══ Excerpted data

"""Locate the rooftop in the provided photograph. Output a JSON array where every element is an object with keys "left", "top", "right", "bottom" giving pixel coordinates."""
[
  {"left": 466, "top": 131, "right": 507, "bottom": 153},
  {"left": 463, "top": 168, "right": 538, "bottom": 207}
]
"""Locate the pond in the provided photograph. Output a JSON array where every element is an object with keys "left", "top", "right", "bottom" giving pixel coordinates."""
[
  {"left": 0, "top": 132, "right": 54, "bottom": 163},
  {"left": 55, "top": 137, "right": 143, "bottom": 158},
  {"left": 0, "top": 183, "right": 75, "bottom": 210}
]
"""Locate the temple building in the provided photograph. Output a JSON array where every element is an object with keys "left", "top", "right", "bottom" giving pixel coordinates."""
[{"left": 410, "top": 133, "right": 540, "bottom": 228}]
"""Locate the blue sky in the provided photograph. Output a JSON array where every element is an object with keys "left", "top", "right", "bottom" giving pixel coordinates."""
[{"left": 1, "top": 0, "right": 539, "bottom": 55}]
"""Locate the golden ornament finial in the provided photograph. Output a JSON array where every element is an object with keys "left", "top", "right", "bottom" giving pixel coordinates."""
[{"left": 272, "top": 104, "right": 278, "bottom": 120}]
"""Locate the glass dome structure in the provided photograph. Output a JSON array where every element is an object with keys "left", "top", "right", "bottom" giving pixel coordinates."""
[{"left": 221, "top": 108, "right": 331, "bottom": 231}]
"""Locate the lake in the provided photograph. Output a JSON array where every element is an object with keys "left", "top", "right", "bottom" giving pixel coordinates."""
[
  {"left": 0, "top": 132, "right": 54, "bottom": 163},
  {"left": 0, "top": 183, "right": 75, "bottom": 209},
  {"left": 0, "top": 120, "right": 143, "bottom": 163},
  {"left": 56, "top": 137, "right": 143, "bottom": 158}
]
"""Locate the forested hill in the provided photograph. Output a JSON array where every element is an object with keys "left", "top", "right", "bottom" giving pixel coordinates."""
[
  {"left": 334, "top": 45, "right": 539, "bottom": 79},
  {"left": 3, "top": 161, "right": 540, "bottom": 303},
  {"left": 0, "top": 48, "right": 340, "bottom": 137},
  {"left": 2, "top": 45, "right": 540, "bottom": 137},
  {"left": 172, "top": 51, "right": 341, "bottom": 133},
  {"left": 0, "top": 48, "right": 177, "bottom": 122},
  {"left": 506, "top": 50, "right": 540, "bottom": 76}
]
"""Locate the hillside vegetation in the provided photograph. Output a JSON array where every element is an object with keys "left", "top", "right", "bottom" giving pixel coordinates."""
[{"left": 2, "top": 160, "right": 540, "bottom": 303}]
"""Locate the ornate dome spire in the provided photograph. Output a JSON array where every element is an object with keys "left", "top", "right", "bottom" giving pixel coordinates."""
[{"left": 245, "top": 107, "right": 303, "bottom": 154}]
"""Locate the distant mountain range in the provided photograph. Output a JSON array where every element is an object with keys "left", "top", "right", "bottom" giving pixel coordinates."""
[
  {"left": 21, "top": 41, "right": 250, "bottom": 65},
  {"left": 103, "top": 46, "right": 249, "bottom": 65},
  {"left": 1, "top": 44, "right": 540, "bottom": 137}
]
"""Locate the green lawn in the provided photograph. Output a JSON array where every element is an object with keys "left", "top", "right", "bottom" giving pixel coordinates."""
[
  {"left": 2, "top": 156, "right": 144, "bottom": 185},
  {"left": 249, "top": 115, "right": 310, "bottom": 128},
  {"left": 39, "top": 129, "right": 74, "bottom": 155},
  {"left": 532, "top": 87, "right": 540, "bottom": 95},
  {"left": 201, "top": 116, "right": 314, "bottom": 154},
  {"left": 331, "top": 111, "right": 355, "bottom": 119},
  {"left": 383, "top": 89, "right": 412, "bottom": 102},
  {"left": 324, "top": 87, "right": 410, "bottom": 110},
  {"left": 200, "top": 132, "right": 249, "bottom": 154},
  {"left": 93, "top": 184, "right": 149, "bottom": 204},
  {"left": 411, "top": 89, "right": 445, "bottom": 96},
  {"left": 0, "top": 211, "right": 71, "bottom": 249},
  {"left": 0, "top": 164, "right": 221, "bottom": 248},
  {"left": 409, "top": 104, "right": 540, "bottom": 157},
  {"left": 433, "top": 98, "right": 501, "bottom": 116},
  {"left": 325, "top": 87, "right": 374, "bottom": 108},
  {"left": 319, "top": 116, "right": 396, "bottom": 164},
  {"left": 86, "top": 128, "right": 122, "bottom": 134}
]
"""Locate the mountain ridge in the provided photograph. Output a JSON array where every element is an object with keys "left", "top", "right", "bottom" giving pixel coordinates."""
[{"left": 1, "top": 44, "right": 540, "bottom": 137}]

════

Nothing but the lines from the one containing "the mountain ridge" through the end of the material should appear; please return them exactly.

"""Locate the mountain ridge in the provided photograph. Output a JSON array where every element is an object with keys "left", "top", "right", "bottom" giving pixel coordinates."""
[{"left": 1, "top": 44, "right": 540, "bottom": 137}]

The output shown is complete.